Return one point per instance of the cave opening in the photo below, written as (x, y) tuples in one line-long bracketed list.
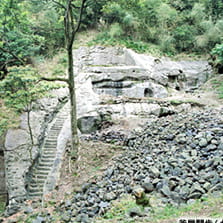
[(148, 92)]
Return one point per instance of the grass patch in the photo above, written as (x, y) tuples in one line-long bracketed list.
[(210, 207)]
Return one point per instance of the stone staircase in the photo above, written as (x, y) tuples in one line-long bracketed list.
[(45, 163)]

———

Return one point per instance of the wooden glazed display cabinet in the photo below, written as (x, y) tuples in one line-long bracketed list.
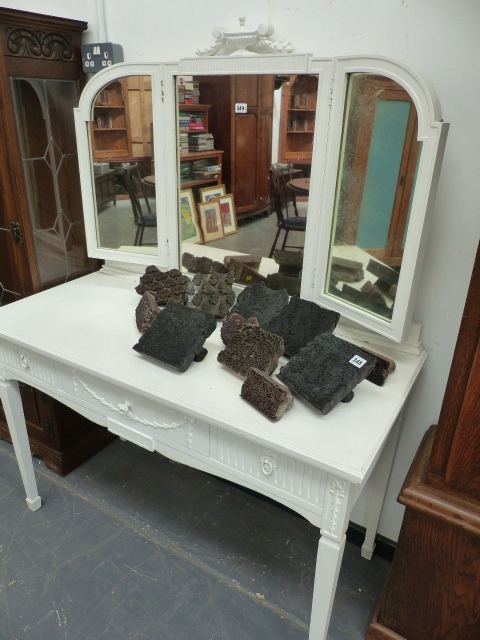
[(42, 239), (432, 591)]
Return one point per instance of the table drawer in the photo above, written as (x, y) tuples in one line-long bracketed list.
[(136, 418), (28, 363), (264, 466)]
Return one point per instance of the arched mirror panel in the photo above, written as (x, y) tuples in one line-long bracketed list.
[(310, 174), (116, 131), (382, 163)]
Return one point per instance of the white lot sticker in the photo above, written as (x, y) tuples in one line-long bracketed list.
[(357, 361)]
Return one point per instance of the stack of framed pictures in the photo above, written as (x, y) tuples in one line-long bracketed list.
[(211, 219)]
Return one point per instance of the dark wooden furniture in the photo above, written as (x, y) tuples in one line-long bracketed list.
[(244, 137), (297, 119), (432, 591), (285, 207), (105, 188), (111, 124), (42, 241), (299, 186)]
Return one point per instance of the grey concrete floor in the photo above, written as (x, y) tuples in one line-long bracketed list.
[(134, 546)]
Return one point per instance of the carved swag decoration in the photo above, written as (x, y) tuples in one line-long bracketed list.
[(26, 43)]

———

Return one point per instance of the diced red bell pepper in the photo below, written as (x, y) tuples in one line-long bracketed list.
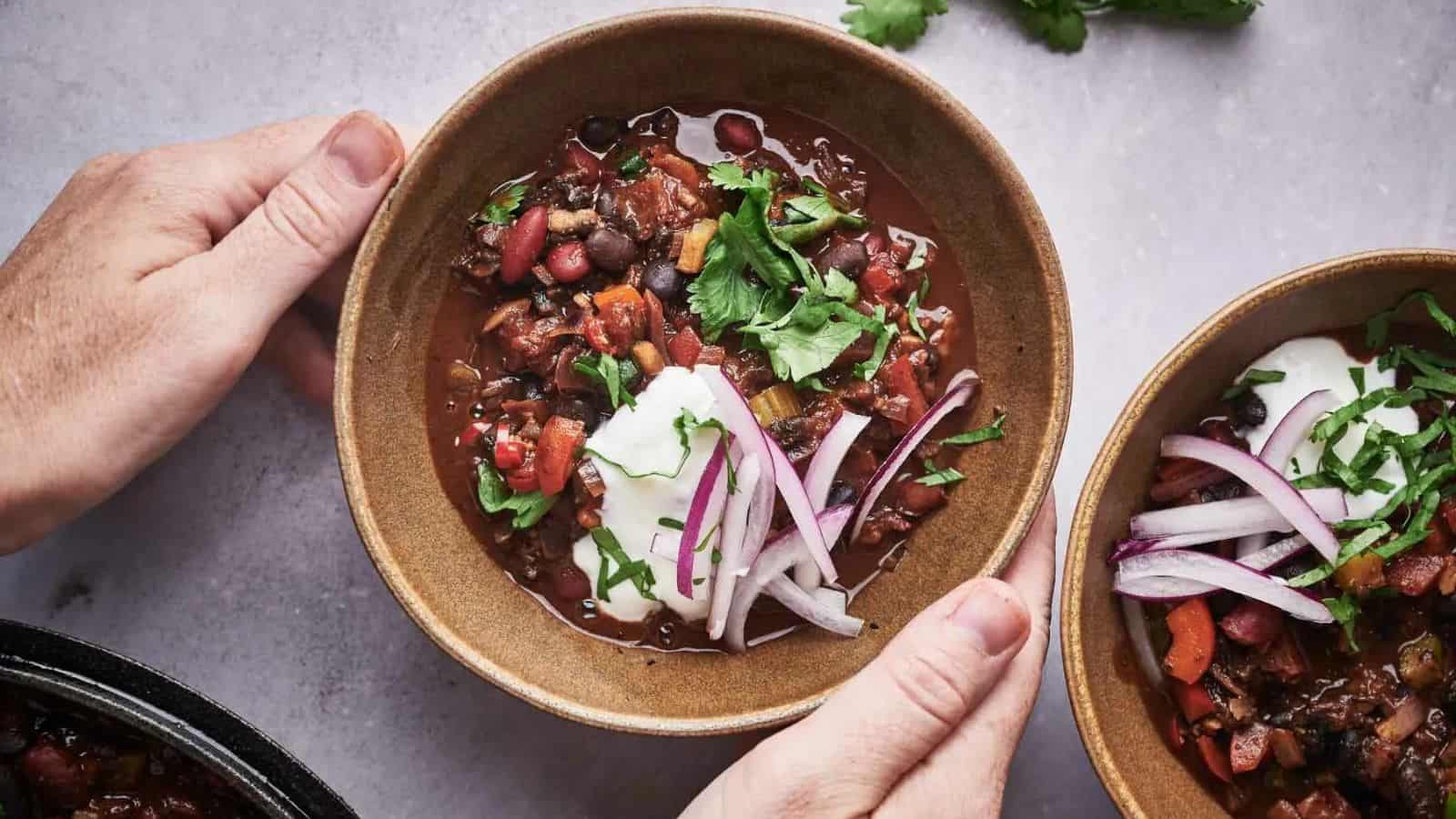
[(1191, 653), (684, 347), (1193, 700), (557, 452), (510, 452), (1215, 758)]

———

Locate every line in the material above that contains the word "wooden", and copy each of those lines out in full.

- _SOLVED PROBLEM_:
Return one point per instance of the wooden glazed display cabinet in the photo below, written as (x, y) tuples in one line-long bracketed list.
Return one point per instance of the dark wooden furniture in the photo above, written as (x, y) tuples in one line-long bracketed list.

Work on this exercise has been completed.